◆ TRY IT ◆
From the records that follow, copy every line in which "outline" appears.

[Records from a collection]
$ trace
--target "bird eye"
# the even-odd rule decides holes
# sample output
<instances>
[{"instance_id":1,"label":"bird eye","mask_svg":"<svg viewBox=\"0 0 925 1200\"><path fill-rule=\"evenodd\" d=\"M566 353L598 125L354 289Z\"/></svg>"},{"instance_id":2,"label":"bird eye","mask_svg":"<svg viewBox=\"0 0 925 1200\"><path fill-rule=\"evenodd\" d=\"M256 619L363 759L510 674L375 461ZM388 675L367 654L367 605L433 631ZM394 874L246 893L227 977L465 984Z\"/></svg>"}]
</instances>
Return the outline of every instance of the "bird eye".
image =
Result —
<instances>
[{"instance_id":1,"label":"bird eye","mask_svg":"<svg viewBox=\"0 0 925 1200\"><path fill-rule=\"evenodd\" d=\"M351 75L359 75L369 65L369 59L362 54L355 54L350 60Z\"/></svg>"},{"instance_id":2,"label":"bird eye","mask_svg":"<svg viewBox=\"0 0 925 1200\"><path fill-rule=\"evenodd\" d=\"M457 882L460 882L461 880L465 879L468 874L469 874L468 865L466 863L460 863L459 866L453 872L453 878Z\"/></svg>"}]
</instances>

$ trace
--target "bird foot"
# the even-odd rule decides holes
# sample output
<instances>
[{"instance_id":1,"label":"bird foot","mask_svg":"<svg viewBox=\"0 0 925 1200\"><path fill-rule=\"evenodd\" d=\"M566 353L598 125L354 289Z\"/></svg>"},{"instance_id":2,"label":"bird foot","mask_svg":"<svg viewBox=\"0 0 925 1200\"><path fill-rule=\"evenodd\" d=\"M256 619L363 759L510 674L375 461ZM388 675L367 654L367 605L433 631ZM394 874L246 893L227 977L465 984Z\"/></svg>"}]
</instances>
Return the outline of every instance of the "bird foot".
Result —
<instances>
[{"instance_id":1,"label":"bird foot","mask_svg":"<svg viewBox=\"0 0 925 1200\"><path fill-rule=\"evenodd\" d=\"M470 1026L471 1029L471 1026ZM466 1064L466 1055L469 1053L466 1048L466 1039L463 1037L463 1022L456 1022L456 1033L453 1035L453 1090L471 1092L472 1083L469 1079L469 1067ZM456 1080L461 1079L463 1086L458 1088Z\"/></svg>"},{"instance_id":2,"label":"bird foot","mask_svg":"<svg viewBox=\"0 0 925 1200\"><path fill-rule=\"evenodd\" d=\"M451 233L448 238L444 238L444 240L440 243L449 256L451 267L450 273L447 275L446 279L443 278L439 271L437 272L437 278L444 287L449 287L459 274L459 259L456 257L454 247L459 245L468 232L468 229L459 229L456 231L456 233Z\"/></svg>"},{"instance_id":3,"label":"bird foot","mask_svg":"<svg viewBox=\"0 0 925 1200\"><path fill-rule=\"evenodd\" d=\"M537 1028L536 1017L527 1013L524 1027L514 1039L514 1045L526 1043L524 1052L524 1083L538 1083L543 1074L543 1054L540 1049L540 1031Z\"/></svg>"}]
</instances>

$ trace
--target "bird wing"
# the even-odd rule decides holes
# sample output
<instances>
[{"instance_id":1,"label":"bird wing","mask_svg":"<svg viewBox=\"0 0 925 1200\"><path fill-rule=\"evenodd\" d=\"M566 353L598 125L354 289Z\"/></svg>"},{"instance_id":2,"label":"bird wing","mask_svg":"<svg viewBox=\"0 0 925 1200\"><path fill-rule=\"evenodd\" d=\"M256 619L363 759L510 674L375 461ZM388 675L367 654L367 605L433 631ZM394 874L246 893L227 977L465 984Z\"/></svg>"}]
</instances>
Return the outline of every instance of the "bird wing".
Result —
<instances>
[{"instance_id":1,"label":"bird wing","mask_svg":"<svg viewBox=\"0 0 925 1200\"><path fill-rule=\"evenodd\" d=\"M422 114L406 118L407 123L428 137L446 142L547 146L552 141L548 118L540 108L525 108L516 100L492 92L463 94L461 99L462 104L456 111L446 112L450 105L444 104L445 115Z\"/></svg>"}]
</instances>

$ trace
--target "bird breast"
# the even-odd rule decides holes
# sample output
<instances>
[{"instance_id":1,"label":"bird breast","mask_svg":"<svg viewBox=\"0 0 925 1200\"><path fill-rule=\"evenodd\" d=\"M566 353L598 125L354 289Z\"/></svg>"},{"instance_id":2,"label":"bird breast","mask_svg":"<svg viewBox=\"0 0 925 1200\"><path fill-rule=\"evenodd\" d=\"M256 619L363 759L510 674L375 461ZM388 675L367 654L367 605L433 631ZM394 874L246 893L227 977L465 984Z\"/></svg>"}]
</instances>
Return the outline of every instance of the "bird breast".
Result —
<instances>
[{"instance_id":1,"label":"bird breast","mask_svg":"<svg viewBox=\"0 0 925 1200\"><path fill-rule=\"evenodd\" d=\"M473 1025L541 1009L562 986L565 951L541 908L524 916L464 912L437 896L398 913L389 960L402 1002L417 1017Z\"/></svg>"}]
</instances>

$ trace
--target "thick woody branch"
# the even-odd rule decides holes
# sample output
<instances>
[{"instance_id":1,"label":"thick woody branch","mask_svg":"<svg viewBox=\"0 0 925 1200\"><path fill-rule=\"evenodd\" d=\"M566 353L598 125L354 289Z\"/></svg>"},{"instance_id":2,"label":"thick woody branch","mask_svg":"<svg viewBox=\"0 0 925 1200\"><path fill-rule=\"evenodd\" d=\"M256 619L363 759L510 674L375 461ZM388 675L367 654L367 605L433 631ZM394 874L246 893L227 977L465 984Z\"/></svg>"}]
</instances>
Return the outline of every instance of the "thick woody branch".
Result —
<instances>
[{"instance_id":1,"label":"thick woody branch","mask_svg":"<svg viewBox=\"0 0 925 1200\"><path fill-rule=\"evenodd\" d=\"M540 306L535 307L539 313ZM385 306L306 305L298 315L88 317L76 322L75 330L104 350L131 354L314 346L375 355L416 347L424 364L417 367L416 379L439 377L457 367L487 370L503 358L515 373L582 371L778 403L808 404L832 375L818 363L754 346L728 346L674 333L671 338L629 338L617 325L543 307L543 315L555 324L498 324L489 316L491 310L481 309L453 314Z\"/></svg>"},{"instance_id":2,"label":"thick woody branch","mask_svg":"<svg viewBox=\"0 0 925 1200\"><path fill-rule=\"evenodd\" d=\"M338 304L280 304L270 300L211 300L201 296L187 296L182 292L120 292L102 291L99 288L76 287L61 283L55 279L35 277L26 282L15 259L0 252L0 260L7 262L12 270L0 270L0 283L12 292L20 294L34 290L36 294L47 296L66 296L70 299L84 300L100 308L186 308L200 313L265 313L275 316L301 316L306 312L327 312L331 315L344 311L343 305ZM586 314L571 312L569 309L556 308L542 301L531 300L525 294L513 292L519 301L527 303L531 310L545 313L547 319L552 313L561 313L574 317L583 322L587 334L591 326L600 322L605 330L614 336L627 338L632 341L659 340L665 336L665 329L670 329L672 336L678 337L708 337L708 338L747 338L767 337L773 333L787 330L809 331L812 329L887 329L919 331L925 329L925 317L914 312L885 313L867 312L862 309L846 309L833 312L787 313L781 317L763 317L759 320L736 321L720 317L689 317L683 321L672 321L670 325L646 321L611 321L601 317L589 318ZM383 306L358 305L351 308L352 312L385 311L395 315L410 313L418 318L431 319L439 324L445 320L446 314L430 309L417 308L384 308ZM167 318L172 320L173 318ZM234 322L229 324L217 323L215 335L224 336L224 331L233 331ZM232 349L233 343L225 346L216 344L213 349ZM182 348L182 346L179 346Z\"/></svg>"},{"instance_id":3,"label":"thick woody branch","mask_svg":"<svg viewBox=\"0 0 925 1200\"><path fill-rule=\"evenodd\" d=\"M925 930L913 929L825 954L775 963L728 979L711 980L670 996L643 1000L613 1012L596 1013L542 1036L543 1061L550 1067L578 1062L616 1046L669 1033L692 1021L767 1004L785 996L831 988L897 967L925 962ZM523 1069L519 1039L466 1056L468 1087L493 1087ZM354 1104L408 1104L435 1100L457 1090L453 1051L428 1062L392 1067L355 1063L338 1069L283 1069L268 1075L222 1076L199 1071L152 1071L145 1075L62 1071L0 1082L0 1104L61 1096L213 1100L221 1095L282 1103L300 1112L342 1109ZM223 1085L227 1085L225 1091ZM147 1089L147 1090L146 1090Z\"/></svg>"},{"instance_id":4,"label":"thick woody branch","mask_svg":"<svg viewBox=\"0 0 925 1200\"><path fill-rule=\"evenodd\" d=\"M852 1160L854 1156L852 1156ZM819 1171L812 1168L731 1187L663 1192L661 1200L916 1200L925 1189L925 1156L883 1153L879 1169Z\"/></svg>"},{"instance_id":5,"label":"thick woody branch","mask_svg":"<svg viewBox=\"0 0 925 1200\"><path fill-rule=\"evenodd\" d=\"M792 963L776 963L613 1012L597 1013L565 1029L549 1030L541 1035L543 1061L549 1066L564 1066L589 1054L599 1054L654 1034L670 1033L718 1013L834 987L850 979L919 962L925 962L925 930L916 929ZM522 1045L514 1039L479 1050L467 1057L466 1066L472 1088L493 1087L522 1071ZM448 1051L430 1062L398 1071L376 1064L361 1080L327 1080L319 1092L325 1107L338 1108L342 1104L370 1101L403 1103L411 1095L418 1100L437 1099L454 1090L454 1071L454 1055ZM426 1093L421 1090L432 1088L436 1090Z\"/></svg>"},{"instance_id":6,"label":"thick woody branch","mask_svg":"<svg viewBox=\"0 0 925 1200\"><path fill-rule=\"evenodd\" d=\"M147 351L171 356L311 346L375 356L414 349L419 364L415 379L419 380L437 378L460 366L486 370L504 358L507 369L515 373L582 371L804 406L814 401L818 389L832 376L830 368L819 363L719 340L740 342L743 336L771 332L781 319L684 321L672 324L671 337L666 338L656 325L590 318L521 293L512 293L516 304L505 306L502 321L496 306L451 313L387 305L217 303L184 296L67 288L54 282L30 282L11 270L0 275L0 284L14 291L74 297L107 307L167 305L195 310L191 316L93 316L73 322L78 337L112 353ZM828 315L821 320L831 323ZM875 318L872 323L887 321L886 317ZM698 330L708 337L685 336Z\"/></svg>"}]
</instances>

◆ EXPECTED OUTPUT ◆
Return the outline of every instance of the "bird eye".
Return the outline of every instance of the "bird foot".
Return the outline of every instance of the "bird wing".
Return the outline of every instance of the "bird breast".
Return the outline of every instance of the "thick woody branch".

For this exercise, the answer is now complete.